■ **CONSIGNE A**: Traduisez en anglais cette phrase de l'extrait sur le film All the President’s Men : « All the President’s Men retrace plus particulièrement les sept premiers mois de la couverture du Post de cette affaire à laquelle très peu de quotidiens auront accordé d’importance au départ. »

■ **EXTRAIT DU DOCUMENT**:
■ ■ ■ ■ ■

Par Jean-François Vandeuren
Ironiquement, c’est un coup de chance que l’affaire du Watergate se soit déroulée à un moment où le cinéaste Alan J. Pakula venait tout juste de s’investir dans deux thrillers à saveur politique qui auront redéfini le genre à bien des égards. Robert Redford aura d’ailleurs joué un rôle significatif dans la concrétisation de cet ultime volet d’une trilogie de films qui auront témoigné de manière percutante de l’état d’une population de plus en plus concernée par l’emprise exercée par son gouvernement sur les sphères sociale et privée, ainsi que par ce qui pouvait se tramer dans les coulisses du pouvoir et dont elle ne savait généralement que très peu de chose. Déjà fort de sa participation à l’excellent Three Days of the Condor de Sydney Pollack, l’acteur aura ainsi acquis les droits du livre All the President’s Men des journalistes du Washington Post Bob Woodward et Carl Bernstein, lequel retrace le processus d’enquête ayant permis aux deux hommes de faire la lumière sur l’un des plus gros scandales politiques de l’histoire des États-Unis. Le présent exercice demeure très certainement l’oeuvre la plus emblématique de ce mouvement, celle qui aura pu aborder le plus directement toutes les problématiques lui étant rattachées en allant au-delà de la fiction pour traiter du cas qui sera venu planter le dernier clou dans le cercueil d’une administration face à laquelle le taux de satisfaction comme le niveau de confiance s’effritaient à vue d’oeil. All the President’s Men retrace plus particulièrement les sept premiers mois de la couverture du Post de cette affaire à laquelle très peu de quotidiens auront accordé d’importance au départ. Une quête de vérité qui, deux ans et plusieurs condamnations plus tard, mènerait ultimement à la résignation du président Nixon.

■ ■ ■ ■ ■

Entrées d'annotation pour la segmentation:
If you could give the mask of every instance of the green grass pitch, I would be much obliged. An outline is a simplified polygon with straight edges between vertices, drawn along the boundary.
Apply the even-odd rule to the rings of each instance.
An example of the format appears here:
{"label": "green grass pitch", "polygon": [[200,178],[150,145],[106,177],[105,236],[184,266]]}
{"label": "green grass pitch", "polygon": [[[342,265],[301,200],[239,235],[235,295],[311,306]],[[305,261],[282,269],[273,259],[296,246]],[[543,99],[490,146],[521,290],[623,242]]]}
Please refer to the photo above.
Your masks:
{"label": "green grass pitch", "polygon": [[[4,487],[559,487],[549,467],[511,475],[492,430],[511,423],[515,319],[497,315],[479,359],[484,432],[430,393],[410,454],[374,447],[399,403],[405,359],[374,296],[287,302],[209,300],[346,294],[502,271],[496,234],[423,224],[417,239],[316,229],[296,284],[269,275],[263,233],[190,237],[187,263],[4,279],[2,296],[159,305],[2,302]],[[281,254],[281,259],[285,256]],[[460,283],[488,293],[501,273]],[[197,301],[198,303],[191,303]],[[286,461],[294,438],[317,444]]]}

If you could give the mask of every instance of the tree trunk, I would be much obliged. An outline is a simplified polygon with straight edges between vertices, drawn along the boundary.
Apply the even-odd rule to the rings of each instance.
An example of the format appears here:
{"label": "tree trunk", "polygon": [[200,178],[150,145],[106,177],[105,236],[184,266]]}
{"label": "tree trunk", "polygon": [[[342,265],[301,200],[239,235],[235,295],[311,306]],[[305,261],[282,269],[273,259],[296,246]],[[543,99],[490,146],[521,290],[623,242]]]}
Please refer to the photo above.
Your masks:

■ ■ ■ ■ ■

■ **CONSIGNE B**: Réécrivez les lignes des enregistrements allant de celle qui contient « of the tree » jusqu'à la fin des enregistrements, bornes incluses, en remplaçant « tree trunk » par « tree branch » sans rien modifier d'autre. Ne donnez que ces lignes.

■ **BONNE RÉPONSE A**: All the President’s Men focuses more specifically on the first seven months of the Post’s coverage of this affair, to which very few newspapers paid any attention at first.

■ **BONNE RÉPONSE B**:
If you could give the mask of every instance of the tree branch, I would be much obliged. An outline is a simplified polygon with straight edges between vertices, drawn along the boundary.
Apply the even-odd rule to the rings of each instance.
An example of the format appears here:
{"label": "tree branch", "polygon": [[200,178],[150,145],[106,177],[105,236],[184,266]]}
{"label": "tree branch", "polygon": [[[342,265],[301,200],[239,235],[235,295],[311,306]],[[305,261],[282,269],[273,259],[296,246]],[[543,99],[490,146],[521,290],[623,242]]]}
Please refer to the photo above.
Your masks:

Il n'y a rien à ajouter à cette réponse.